Find the line containing "Would you mind indicating the concrete". Reproduce it and every line after it up to the end of the records, exactly as written.
(DATA PROVIDED Opens)
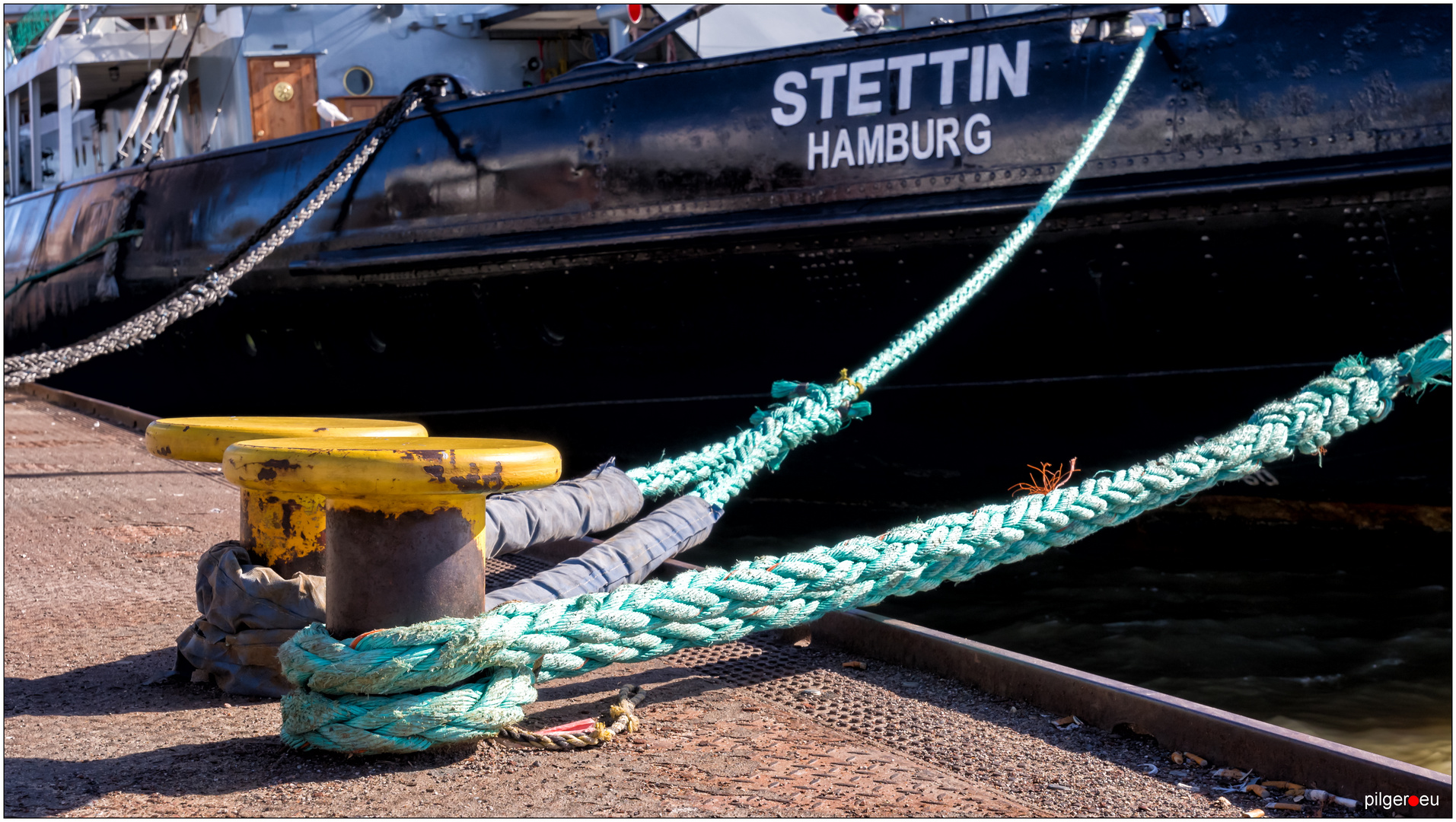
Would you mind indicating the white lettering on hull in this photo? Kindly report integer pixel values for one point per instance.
(871, 83)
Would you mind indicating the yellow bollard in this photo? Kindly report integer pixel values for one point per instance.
(405, 517)
(283, 531)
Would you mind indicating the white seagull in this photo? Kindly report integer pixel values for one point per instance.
(331, 113)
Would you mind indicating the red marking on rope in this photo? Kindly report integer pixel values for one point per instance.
(580, 726)
(355, 643)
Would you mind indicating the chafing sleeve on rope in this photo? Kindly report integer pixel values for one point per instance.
(248, 610)
(698, 608)
(629, 556)
(721, 470)
(566, 511)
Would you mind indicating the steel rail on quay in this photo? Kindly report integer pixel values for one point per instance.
(768, 725)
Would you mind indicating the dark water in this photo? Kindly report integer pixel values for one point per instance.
(1337, 632)
(1334, 632)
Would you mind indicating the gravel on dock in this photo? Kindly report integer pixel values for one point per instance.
(100, 546)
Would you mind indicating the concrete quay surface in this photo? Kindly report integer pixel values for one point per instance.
(100, 543)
(DATA PROVIDED Closes)
■ **TASK OUTPUT**
Would you mind indicating the concrete quay surface in this photo? Kindly report integer pixel values for one point per instance.
(100, 543)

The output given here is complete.